» Data for review:
-*-*-

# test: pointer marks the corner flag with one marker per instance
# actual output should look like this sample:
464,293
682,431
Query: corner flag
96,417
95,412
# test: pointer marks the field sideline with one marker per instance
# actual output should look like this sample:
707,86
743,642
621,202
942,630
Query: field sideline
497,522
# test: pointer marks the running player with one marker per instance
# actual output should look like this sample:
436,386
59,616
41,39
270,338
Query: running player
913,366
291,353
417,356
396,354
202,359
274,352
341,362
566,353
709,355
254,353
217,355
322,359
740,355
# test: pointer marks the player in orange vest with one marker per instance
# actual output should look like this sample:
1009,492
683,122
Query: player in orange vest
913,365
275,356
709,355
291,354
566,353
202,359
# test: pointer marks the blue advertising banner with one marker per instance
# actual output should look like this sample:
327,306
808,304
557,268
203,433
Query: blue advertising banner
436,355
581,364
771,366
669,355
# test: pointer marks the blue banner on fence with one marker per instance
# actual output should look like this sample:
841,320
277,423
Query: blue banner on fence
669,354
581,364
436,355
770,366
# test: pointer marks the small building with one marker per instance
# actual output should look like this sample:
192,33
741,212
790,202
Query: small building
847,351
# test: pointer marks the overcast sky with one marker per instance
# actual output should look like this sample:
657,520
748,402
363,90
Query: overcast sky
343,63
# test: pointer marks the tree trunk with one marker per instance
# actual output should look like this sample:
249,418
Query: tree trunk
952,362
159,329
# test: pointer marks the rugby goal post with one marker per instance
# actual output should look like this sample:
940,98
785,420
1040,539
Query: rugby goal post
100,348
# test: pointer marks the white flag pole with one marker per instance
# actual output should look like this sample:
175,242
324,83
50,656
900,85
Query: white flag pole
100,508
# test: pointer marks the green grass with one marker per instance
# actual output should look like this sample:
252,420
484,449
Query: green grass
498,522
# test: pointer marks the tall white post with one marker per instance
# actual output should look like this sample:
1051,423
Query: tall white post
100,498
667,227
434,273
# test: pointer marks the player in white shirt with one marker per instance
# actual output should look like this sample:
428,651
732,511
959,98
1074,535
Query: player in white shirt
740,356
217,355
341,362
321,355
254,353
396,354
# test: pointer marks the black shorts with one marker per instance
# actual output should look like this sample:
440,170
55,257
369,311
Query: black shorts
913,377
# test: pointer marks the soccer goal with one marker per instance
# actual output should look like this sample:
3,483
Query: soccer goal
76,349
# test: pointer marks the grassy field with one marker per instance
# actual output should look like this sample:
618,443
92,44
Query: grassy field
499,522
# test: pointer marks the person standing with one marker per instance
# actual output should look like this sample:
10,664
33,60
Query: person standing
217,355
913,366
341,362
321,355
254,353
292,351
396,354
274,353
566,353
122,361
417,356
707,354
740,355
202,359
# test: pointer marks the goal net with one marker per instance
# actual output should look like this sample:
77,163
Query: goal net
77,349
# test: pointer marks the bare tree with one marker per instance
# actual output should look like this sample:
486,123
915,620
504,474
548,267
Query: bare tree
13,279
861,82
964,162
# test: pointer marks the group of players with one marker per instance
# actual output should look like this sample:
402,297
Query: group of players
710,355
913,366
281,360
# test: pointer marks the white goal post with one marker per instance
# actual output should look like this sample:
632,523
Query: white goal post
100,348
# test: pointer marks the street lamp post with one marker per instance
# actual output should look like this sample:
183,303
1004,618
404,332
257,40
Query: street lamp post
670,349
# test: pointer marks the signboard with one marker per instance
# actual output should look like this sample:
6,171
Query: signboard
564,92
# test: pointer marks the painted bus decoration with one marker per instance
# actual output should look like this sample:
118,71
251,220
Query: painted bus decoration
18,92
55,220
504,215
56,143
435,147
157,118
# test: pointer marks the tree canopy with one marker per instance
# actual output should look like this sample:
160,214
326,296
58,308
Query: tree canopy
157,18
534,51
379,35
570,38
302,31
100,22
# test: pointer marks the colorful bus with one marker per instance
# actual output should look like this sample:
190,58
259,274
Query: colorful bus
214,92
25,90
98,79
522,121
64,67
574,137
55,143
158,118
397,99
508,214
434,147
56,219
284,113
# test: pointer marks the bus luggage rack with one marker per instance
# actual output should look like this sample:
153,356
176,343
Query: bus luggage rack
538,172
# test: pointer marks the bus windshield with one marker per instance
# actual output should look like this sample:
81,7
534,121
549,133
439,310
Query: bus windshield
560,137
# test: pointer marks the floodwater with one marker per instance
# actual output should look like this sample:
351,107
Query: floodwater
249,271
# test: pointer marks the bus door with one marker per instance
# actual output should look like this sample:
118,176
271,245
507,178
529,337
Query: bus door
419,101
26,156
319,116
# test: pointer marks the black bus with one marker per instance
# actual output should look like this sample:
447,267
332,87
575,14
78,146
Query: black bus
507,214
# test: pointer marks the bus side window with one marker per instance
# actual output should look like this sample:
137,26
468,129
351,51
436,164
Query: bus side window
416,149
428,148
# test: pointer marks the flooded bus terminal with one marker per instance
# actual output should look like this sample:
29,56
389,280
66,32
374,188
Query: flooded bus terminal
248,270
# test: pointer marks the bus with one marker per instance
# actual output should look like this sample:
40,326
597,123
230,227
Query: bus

-*-*-

» Exercise: Reprint exactly the lines above that start at the one with "Query: rugby goal post" and end at the one with "# test: pointer marks the green", keeping both and adding none.

» Answer to the problem:
Query: rugby goal post
100,348
# test: pointer marks the white flag pole with one marker per instance
# actual output should look like this sample:
175,242
324,83
50,656
900,85
Query: white flag pole
100,508
# test: pointer marks the green grass with one marker per instance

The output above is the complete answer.